DOCUMENT TEXT>

BEGIN

Dynamics of the B-A transition of DNA double helices

Although the transition from the B-DNA double helix to the A-form is essential for biological function, as shown by the existence of the A-form in many protein-DNA complexes, the dynamics of this transition has not been resolved yet. According to molecular dynamics simulations the transition is expected in the time range of a few nanoseconds. The B-A transition induced by mixing of DNA samples with ethanol in stopped flow experiments is complete within the deadtime, showing that the reaction is faster than approximately 0.2 ms. The reaction was resolved by an electric field jump technique with induction of the transition by a dipole stretching force driving the A- to the B-form. Poly[d(A-T)] was established as a favourable model system, because of a particularly high cooperativity of the transition and because of a spectral signature allowing separation of potential side reactions. The time constants observed in the case of poly[d(A-T)] with approximately 1600 bp are in the range around 10 micros. An additional process with time constants of approximately 100 micros is probably due to nucleation. The same time constants (within experimental accuracy +/-10%) were observed for a poly[d(A-T)] sample with approximately 70 bp. Under low salt conditions commonly used for studies of the B-A transition, the time constants are almost independent of the ionic strength. The experimental data show that a significant activation barrier exists in the B-A transition and that the helical states are clearly separated from each other, in contrast to predictions by molecular dynamics simulations.

END

TASK OBJECTIVE>
Condense the paragraph beginning "Although the transition from the B-DNA double helix" in the text on the B-A transition of DNA into a bulleted list that keeps its main facts.

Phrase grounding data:
BEGIN

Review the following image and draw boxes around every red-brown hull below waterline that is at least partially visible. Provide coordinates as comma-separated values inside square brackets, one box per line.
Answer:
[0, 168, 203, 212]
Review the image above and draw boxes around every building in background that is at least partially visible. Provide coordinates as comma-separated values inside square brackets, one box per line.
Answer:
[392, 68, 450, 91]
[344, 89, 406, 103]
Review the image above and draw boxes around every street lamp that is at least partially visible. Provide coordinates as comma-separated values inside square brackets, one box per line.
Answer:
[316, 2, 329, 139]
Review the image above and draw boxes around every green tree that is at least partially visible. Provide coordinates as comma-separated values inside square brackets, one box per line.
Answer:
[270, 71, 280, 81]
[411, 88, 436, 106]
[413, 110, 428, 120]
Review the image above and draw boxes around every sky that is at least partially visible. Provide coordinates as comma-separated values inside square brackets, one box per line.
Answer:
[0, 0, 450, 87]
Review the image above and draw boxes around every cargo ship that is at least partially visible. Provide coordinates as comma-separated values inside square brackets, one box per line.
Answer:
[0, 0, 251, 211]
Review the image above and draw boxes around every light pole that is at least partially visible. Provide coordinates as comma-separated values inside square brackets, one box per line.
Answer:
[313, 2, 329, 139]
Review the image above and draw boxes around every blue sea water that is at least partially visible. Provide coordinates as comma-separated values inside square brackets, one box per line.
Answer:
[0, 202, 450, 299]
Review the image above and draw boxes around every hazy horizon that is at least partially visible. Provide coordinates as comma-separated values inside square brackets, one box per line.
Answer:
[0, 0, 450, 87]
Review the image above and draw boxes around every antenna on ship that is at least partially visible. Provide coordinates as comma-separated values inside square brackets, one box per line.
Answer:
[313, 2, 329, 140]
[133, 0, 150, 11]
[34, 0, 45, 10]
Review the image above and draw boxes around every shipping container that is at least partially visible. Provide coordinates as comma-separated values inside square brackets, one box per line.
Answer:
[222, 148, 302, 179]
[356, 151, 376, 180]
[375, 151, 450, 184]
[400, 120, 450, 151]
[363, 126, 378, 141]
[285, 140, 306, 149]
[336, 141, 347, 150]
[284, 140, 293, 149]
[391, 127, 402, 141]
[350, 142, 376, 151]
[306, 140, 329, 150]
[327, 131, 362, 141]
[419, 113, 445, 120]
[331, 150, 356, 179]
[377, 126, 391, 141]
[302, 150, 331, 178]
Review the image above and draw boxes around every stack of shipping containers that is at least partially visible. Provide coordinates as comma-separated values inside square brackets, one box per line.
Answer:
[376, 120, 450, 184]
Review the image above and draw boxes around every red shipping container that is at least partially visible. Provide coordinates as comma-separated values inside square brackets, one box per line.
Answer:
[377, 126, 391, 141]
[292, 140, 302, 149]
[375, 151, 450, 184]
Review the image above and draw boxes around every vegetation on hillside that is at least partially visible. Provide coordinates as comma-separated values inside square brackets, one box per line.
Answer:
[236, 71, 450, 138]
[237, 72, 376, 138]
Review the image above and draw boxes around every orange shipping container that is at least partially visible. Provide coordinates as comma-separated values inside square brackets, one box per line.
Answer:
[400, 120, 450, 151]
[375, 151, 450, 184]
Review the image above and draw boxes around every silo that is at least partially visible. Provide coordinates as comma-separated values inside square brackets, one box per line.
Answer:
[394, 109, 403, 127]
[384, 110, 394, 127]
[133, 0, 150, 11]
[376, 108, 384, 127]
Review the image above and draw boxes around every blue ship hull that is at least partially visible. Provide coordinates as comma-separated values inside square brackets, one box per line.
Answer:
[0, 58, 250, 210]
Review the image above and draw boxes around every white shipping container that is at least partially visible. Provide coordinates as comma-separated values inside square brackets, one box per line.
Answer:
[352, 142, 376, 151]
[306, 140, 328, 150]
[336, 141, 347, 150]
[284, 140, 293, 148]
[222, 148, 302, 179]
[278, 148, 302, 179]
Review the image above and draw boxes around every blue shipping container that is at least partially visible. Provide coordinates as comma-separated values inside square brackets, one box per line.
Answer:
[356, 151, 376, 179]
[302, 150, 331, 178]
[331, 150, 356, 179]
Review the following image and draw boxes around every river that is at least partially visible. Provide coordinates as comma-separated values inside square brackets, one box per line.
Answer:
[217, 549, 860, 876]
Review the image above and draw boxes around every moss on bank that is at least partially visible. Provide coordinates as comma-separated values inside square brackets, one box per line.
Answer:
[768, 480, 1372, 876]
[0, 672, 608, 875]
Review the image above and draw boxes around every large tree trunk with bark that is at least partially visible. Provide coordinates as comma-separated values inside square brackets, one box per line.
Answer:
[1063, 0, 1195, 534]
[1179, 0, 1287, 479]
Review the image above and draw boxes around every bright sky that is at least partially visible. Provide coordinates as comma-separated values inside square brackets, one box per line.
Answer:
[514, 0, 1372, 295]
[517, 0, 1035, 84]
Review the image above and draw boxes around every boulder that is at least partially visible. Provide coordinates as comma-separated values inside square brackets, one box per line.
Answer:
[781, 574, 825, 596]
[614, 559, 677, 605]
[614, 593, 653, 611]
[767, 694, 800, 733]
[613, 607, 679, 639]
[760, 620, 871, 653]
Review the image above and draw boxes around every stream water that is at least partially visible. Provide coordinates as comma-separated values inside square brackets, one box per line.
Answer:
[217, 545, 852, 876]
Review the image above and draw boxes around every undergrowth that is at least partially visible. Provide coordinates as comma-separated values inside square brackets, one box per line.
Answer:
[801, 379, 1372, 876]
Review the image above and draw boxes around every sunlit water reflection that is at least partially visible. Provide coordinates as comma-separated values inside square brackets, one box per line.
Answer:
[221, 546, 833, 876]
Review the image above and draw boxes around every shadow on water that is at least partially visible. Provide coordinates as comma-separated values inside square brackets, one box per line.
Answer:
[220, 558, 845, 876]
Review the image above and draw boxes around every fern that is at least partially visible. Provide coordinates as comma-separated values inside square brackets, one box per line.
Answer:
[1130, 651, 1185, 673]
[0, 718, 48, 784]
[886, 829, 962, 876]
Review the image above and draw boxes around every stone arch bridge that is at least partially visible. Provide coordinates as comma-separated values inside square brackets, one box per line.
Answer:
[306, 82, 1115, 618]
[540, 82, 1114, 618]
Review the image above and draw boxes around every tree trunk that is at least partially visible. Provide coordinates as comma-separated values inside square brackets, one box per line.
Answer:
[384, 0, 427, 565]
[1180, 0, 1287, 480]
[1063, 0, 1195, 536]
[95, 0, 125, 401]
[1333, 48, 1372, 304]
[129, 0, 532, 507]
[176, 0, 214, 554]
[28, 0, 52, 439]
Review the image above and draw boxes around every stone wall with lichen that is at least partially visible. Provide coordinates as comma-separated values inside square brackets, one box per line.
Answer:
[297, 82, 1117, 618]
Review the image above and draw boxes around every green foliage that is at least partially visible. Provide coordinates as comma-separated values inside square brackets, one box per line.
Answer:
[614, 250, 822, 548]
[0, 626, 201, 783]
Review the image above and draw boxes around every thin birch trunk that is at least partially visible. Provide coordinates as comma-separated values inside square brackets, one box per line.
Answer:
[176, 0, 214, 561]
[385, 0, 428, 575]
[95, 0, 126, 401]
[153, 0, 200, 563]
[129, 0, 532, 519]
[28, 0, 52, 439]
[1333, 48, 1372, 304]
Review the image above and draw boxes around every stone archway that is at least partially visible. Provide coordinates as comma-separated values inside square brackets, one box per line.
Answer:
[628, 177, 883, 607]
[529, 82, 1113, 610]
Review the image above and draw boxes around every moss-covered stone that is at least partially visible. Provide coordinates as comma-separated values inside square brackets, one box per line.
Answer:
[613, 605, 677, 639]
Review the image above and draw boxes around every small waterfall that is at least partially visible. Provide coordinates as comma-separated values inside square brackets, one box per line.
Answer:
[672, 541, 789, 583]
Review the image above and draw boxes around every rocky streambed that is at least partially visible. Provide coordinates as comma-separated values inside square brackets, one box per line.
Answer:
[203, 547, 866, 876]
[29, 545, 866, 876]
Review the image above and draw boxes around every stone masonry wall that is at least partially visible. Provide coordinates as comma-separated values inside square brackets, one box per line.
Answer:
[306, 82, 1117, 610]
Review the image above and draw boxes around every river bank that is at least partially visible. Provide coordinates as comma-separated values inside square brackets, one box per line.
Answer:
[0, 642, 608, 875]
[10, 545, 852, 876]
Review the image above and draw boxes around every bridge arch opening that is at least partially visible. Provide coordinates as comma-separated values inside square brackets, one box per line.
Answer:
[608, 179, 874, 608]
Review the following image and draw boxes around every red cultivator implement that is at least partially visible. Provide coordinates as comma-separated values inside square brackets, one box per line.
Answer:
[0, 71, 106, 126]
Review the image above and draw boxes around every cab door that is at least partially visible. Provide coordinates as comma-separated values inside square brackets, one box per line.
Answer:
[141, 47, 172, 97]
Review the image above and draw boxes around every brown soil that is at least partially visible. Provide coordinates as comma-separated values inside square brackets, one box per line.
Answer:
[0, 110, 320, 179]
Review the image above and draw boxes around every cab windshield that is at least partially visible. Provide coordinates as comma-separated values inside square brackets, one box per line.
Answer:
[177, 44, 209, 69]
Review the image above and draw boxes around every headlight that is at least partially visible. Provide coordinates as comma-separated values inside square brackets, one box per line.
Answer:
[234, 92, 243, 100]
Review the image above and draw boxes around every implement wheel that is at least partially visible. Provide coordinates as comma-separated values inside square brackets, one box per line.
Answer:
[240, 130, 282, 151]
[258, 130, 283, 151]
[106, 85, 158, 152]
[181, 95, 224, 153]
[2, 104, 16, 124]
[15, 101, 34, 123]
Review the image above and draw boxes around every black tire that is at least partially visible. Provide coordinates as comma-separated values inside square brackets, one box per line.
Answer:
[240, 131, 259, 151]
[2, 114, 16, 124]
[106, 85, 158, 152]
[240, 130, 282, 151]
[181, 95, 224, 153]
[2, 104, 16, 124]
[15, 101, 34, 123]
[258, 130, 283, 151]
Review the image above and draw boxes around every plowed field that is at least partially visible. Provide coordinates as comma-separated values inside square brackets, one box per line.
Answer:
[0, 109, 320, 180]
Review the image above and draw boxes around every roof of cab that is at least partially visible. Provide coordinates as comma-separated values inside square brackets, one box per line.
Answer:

END

SOLUTION>
- The B-A transition is essential for biological function, since the A-form occurs in many protein-DNA complexes, but its dynamics had not been resolved.
- Molecular dynamics simulations predict the transition within a few nanoseconds.
- In stopped-flow experiments, the ethanol-induced transition finished within the deadtime, so it is faster than about 0.2 ms.
- The reaction was resolved with an electric field jump technique, using a dipole stretching force that drives the A-form to the B-form.
- Poly[d(A-T)] served as the model system because its transition is highly cooperative and its spectral signature allows potential side reactions to be separated.
- For poly[d(A-T)] of about 1600 bp, time constants were around 10 µs, with an additional process of about 100 µs that is probably due to nucleation.
- A sample of about 70 bp gave the same time constants within ±10%.
- Under the low-salt conditions commonly used, the time constants are almost independent of ionic strength.
- The data show a significant activation barrier and clearly separated helical states, which contradicts molecular dynamics predictions.